* begin *

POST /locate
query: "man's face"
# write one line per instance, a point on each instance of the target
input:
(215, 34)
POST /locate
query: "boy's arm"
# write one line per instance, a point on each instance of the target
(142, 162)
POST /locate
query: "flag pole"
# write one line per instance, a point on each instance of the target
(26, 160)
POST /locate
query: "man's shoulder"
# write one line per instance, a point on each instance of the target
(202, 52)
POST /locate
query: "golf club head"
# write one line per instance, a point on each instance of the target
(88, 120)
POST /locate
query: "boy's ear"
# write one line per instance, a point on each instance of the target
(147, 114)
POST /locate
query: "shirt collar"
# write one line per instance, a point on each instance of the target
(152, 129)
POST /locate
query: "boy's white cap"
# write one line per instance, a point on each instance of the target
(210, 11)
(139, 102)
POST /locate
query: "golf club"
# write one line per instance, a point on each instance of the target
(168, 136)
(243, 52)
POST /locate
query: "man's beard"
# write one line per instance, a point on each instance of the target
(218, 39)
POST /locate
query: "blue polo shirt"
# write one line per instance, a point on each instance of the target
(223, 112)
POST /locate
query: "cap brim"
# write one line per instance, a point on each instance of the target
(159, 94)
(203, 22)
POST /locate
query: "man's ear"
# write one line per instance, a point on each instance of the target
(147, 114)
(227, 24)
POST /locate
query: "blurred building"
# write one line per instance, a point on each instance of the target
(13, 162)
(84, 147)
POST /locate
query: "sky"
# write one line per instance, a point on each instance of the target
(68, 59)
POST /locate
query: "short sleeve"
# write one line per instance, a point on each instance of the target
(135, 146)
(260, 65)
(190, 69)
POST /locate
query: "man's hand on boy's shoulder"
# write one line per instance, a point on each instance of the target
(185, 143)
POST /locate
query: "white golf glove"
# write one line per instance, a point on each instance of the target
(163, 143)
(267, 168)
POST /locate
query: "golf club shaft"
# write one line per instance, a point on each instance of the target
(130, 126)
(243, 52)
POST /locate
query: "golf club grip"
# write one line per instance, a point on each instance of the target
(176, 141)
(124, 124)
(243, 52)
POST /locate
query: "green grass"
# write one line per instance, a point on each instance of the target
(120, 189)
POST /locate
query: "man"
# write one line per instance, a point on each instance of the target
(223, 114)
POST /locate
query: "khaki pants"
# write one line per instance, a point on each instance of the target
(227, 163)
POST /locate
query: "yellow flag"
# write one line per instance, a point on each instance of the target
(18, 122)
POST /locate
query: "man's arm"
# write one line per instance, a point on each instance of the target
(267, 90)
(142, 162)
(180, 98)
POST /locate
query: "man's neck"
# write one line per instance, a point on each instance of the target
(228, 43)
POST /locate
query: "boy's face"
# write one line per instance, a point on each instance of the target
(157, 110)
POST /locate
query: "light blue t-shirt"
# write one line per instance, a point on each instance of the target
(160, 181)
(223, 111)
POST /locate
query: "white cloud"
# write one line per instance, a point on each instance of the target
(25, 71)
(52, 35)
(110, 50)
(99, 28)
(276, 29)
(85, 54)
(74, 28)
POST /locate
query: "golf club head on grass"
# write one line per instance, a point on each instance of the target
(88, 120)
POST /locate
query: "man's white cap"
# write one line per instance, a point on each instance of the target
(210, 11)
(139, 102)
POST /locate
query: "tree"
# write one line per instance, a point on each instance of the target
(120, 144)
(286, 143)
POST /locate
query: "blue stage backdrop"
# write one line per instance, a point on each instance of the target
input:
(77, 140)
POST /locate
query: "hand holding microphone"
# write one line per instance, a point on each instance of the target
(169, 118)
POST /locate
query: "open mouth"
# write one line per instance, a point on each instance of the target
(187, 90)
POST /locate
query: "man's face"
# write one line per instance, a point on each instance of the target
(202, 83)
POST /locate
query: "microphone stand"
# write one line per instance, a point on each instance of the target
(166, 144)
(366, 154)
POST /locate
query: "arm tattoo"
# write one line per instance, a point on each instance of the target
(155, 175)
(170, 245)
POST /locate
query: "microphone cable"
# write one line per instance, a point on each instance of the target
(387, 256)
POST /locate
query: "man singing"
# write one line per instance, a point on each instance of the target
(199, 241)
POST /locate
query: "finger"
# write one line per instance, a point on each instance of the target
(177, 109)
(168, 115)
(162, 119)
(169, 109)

* end *

**THE EXERCISE:**
Extract the full listing and reproduce each line exactly.

**ANSWER TO THE PROBLEM:**
POST /locate
query: "man's face"
# write one line per instance, a point on each instance of the target
input:
(215, 34)
POST /locate
query: "boy's arm"
# write one line per instance, a point on each instance of the target
(142, 162)
POST /locate
query: "flag pole"
# write one line per instance, a point on each instance of the target
(26, 160)
POST /locate
query: "man's shoulder"
# write one line per instance, a point on each instance of the target
(202, 52)
POST /locate
query: "golf club head"
# write one line per instance, a point on each instance of the target
(88, 120)
POST /locate
query: "boy's ear"
# write one line per instance, a point on each instance of the target
(147, 114)
POST /locate
query: "shirt collar"
# write one line per instance, a point on each instance of the target
(152, 129)
POST /locate
query: "boy's white cap"
# write one line per instance, a point on each instance of the target
(210, 11)
(139, 102)
POST /locate
query: "golf club"
# write one line per instance, a point on each instance of the target
(168, 136)
(243, 52)
POST /locate
query: "man's beard"
# write one line per instance, a point on each instance of the target
(218, 39)
POST /locate
query: "blue polo shirt"
# write one line per instance, a point on each instance of the target
(223, 112)
POST /locate
query: "cap brim"
# write one line per instance, a point on each instance of the target
(159, 94)
(203, 22)
POST /locate
query: "man's ear"
# write one line per instance, a point on each instance of the target
(147, 114)
(227, 24)
POST /locate
query: "blurred building"
# write one line per instance, a point on each instance of the target
(13, 162)
(84, 147)
POST /locate
query: "sky"
# write one line per instance, a point on each instance of the target
(68, 59)
POST /locate
query: "short sleeve"
# write one line per instance, a point on each instance of the target
(135, 146)
(260, 65)
(190, 69)
POST /locate
query: "man's hand on boy's shoulder"
# write one line per instance, a point on each instance of the target
(185, 143)
POST /locate
query: "white golf glove"
# write one line per instance, a point on each instance of the target
(163, 143)
(267, 168)
POST /locate
query: "golf club shaft"
# write one line per instance, a point on each instance of the target
(130, 126)
(243, 52)
POST /locate
query: "golf club grip"
# write one line per instance, a point on each instance of the target
(176, 141)
(124, 124)
(243, 52)
POST /locate
query: "green grass"
# write one line per instance, a point on each instance of the target
(120, 189)
POST /locate
query: "man"
# write one line per instance, a point on each instance of the target
(223, 114)
POST /locate
query: "khaki pants"
# write one line per instance, a point on each instance of the target
(227, 163)
POST /locate
query: "yellow flag"
# write one line per instance, a point on each instance of the target
(18, 122)
POST /locate
query: "man's arm"
# write one line per instance, a point on each instance of the target
(267, 90)
(142, 162)
(180, 98)
POST /locate
query: "man's neck"
# write one line per instance, a point on each instance of the target
(228, 43)
POST /locate
query: "boy's face"
# write one line per instance, a point on each instance of the target
(157, 110)
POST /locate
query: "light blue t-shirt"
# write one line per instance, a point on each instance of the target
(160, 181)
(223, 111)
POST /locate
query: "white cloud"
# write one line per instance, a point on each instance of the target
(25, 71)
(52, 35)
(110, 50)
(99, 28)
(276, 29)
(85, 54)
(74, 28)
POST /locate
query: "golf club head on grass"
# write one line per instance, a point on each instance of the target
(88, 120)
POST /locate
query: "man's white cap"
# write one line per instance, a point on each instance of the target
(210, 11)
(139, 102)
POST /locate
query: "tree"
# write one line per instance, a point on each instance of the target
(120, 144)
(286, 143)
POST /locate
query: "blue stage backdrop"
# write one line per instance, a point on each instance of the target
input:
(77, 140)
POST /locate
query: "hand holding microphone"
# write one line per instance, a point on each instance of the target
(169, 118)
POST /locate
query: "open mouth"
# write one line per instance, a point on each instance of the target
(187, 90)
POST /locate
query: "man's face"
# write one line per instance, a point on each instance of the target
(202, 83)
POST /locate
query: "microphone stand"
# write one line per instance, a point on each instance of the target
(166, 144)
(366, 154)
POST /locate
query: "arm tattoo"
# write one line per instance, a point on each instance of the target
(155, 175)
(170, 245)
POST /locate
query: "microphone cable"
# write one line per instance, a point on each instance of the target
(387, 256)
POST /locate
query: "man singing"
# write one line per instance, a point on each instance of the target
(199, 241)
POST /locate
query: "finger"
# write one line per instance, a point on each instance of the target
(177, 109)
(168, 115)
(162, 119)
(169, 109)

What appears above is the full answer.